PROBLEM TO WORK ON
Identify every line in the records below that contains the word "white", and copy each of those lines.

INFORMATION SHOWN
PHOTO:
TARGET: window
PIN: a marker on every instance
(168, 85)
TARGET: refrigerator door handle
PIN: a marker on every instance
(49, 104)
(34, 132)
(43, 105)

* * *

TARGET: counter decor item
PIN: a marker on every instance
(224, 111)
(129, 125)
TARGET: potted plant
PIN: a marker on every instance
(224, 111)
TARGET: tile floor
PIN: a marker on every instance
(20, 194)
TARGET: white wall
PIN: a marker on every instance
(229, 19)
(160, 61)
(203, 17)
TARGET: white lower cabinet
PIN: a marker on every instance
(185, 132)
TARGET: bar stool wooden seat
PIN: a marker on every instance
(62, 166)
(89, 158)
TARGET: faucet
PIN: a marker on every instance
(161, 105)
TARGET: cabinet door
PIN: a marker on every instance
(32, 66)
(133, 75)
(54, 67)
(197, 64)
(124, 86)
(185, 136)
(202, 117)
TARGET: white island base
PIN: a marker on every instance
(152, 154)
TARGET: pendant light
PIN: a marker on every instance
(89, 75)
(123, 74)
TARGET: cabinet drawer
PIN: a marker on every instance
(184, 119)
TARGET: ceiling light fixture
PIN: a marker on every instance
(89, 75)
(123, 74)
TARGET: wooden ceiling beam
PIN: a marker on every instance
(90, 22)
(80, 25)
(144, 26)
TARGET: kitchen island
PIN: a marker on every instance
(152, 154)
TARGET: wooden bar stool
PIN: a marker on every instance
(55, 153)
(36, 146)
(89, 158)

* * *

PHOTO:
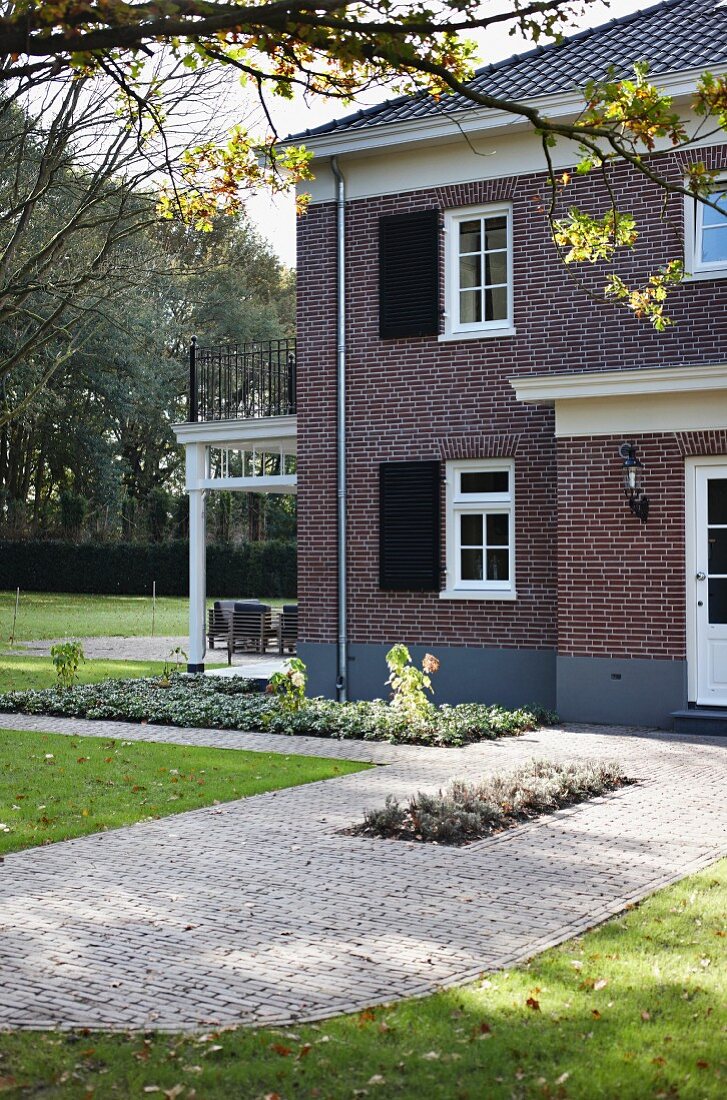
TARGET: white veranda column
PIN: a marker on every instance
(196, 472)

EXERCISE RESPONSE
TARGET: white wall
TARGET: white lower cabinet
TARGET: white island base
TARGET: white veranda column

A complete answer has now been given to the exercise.